Please print exactly the lines running from the one that contains "Where can you see the olive" to the end of the data, with both lines included.

[START OF Items]

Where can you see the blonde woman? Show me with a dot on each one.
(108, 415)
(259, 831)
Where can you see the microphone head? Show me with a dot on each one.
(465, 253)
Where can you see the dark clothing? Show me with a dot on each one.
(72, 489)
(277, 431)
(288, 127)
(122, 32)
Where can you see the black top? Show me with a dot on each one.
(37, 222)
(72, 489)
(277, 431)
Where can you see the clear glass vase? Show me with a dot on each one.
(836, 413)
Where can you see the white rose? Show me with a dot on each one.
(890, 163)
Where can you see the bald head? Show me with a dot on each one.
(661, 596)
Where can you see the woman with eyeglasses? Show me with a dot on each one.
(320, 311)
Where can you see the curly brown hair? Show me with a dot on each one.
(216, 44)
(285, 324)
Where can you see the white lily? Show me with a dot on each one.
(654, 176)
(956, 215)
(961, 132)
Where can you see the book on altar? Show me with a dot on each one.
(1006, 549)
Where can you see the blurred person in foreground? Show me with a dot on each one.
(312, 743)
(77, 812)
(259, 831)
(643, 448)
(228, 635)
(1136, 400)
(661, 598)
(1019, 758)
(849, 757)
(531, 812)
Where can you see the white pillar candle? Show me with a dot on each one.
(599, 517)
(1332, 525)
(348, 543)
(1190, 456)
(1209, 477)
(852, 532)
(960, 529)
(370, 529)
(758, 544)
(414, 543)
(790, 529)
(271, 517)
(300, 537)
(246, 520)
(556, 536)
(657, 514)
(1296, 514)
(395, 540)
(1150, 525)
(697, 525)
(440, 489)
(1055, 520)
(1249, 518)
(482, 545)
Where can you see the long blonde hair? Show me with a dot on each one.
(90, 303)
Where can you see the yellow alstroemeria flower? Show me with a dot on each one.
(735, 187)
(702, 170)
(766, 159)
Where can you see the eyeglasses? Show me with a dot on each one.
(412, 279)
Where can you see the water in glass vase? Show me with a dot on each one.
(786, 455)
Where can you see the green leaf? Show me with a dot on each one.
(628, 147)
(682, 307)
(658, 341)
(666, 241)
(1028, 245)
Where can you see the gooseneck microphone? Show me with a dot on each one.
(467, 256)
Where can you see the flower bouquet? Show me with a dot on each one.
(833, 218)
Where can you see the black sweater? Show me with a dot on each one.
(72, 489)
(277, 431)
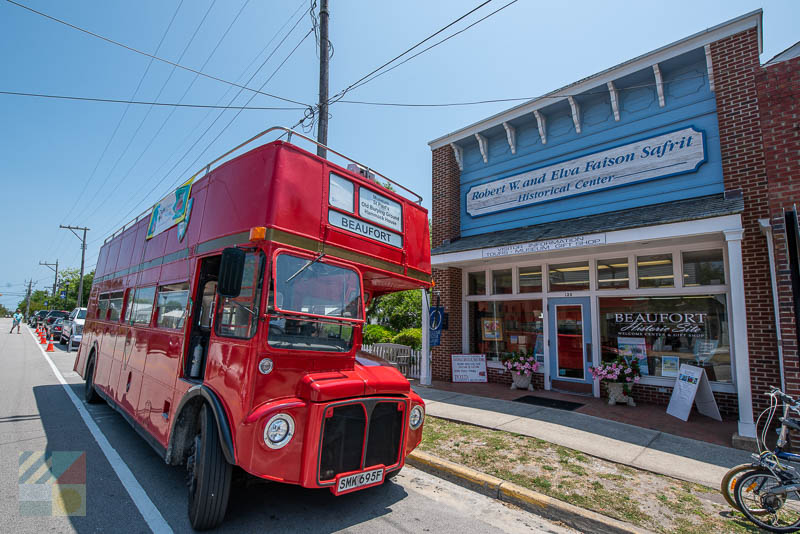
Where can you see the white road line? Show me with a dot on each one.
(146, 507)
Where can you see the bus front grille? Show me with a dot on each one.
(378, 425)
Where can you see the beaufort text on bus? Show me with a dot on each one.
(225, 324)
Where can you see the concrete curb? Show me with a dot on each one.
(542, 505)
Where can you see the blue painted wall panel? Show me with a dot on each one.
(688, 102)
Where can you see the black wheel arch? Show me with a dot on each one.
(185, 425)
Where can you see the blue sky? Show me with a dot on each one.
(91, 164)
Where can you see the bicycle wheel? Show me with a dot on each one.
(775, 513)
(728, 483)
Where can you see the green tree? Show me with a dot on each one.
(68, 280)
(397, 311)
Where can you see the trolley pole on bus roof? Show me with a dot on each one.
(322, 127)
(83, 256)
(55, 280)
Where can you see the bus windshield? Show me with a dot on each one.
(305, 286)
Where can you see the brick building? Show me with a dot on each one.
(642, 212)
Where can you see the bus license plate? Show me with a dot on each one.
(345, 483)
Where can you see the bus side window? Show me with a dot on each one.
(207, 305)
(172, 300)
(115, 306)
(239, 317)
(102, 307)
(128, 305)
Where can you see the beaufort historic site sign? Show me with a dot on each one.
(655, 157)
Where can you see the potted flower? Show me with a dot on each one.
(620, 375)
(522, 367)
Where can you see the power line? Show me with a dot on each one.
(194, 80)
(363, 82)
(149, 103)
(152, 56)
(352, 85)
(124, 219)
(141, 122)
(362, 102)
(122, 117)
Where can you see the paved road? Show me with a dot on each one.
(36, 414)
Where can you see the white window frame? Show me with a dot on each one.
(628, 250)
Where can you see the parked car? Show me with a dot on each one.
(52, 316)
(54, 330)
(72, 328)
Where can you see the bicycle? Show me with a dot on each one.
(768, 493)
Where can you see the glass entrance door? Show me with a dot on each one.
(570, 339)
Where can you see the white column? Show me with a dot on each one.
(425, 364)
(737, 311)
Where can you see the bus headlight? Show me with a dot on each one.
(278, 431)
(416, 417)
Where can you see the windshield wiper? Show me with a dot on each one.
(304, 267)
(242, 306)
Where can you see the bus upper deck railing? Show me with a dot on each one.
(207, 168)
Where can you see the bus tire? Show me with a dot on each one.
(89, 393)
(391, 475)
(209, 475)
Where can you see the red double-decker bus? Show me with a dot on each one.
(225, 325)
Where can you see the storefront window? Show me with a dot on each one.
(665, 332)
(476, 283)
(530, 279)
(501, 282)
(703, 268)
(612, 274)
(569, 276)
(655, 270)
(501, 327)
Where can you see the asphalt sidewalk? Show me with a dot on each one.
(642, 448)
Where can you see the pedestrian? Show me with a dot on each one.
(17, 320)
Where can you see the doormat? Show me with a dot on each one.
(549, 403)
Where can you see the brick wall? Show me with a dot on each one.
(446, 224)
(727, 402)
(736, 65)
(446, 212)
(778, 88)
(448, 284)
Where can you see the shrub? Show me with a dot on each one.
(375, 333)
(411, 337)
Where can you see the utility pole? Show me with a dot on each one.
(28, 303)
(55, 280)
(322, 127)
(83, 256)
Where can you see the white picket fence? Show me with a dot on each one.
(403, 357)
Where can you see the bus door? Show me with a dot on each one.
(164, 350)
(122, 343)
(202, 322)
(235, 325)
(132, 371)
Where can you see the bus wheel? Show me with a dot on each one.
(89, 393)
(393, 474)
(209, 476)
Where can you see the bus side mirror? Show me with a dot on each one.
(231, 270)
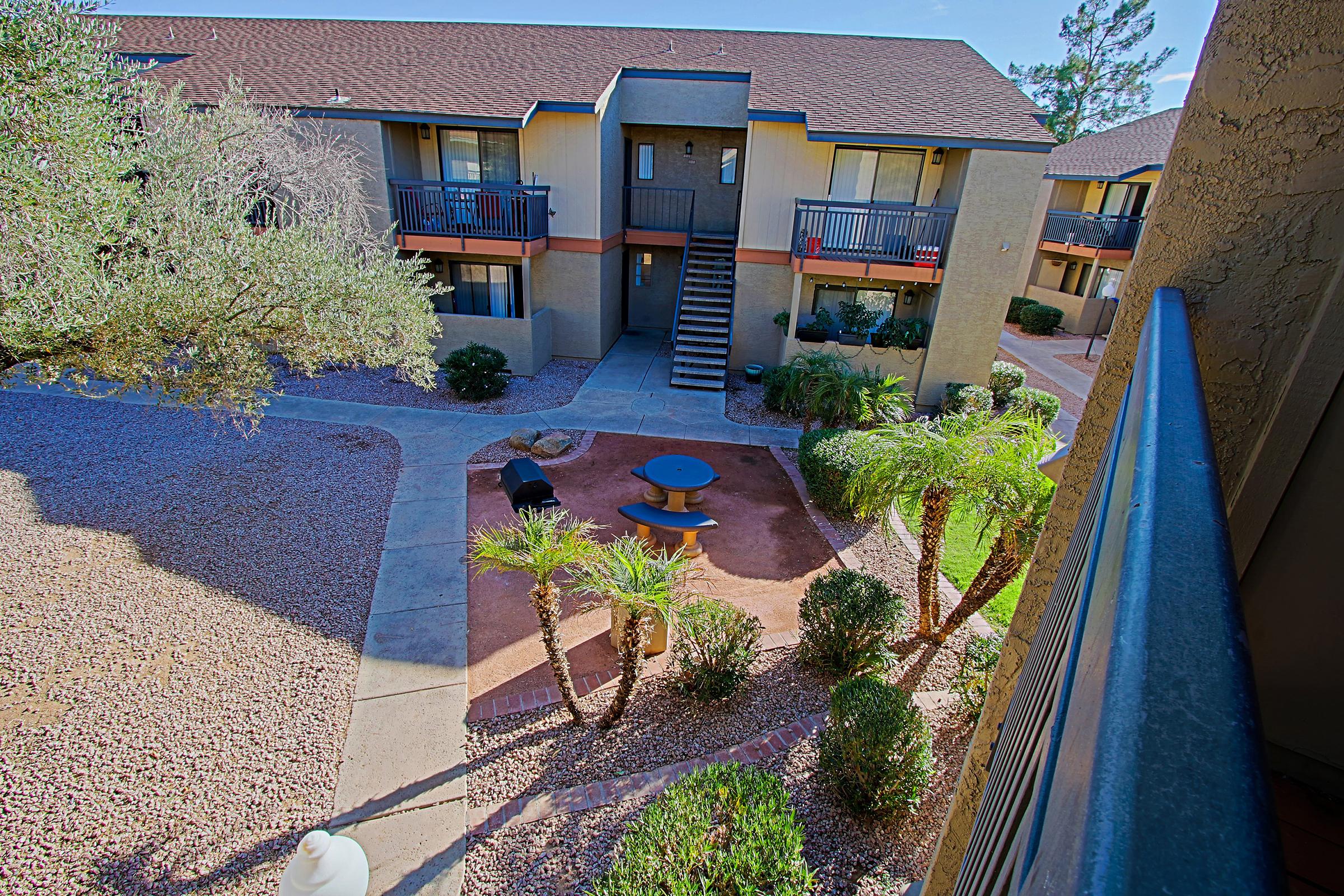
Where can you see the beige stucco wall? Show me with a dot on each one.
(763, 292)
(675, 101)
(562, 150)
(525, 342)
(1248, 222)
(570, 285)
(996, 207)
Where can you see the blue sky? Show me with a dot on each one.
(1025, 31)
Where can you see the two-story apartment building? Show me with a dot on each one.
(570, 182)
(1089, 217)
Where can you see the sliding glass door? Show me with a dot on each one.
(479, 156)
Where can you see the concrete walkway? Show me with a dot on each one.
(401, 789)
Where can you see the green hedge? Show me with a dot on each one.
(725, 829)
(1015, 307)
(846, 622)
(877, 750)
(1040, 320)
(828, 461)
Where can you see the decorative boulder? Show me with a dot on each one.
(523, 440)
(553, 445)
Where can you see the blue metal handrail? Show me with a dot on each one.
(468, 209)
(669, 209)
(1093, 230)
(884, 233)
(1152, 778)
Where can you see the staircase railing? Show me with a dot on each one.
(1131, 758)
(686, 260)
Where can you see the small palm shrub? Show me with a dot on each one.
(716, 647)
(976, 672)
(722, 829)
(1003, 379)
(964, 398)
(476, 372)
(1034, 402)
(846, 620)
(1040, 320)
(828, 461)
(877, 750)
(1015, 307)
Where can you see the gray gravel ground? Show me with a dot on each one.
(743, 403)
(536, 752)
(554, 386)
(182, 614)
(501, 452)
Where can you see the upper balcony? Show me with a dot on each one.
(871, 240)
(1092, 234)
(467, 217)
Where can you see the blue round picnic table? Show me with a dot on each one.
(682, 477)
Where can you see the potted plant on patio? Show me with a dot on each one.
(815, 331)
(857, 320)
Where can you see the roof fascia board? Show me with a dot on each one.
(912, 140)
(414, 117)
(684, 74)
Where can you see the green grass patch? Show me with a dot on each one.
(963, 558)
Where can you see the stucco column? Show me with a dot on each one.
(1247, 222)
(998, 203)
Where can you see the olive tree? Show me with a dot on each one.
(152, 244)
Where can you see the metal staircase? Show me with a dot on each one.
(703, 329)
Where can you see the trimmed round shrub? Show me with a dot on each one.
(964, 398)
(716, 647)
(877, 750)
(976, 672)
(828, 461)
(1035, 402)
(1015, 307)
(846, 620)
(722, 829)
(476, 372)
(1040, 320)
(1003, 379)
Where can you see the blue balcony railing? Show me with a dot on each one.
(1131, 755)
(1094, 231)
(884, 233)
(463, 209)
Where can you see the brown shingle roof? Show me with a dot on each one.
(842, 82)
(1116, 152)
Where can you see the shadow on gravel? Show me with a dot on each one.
(290, 519)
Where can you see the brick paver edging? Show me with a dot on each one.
(850, 559)
(585, 444)
(495, 707)
(646, 783)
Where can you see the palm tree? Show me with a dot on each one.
(932, 465)
(648, 587)
(1016, 504)
(541, 544)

[END OF Items]

## Full solution:
Where can you see the olive tree? Show me with a dot on each one.
(152, 244)
Where can you see the metal staircase? Show me with a dot on each one.
(703, 329)
Where can you see the trimmed round shrub? Show me with a dot on each one.
(964, 398)
(716, 647)
(877, 750)
(976, 672)
(828, 461)
(1035, 402)
(1015, 307)
(846, 620)
(722, 829)
(476, 372)
(1040, 320)
(1003, 379)
Where can you see the blue balcony railing? Show me with a dot on each one.
(1131, 755)
(1094, 231)
(884, 233)
(463, 209)
Where can you see the brown shingle roof? Show me with a dot on each one.
(842, 82)
(1116, 152)
Where can you see the shadow on gravel? Show me with a dot on each one.
(290, 519)
Where can you see the brick paver edging? Show me with a dot on each one.
(850, 559)
(585, 444)
(495, 707)
(646, 783)
Where can you see the palm tree? Show me with a dot on each one.
(932, 465)
(648, 587)
(1016, 504)
(541, 544)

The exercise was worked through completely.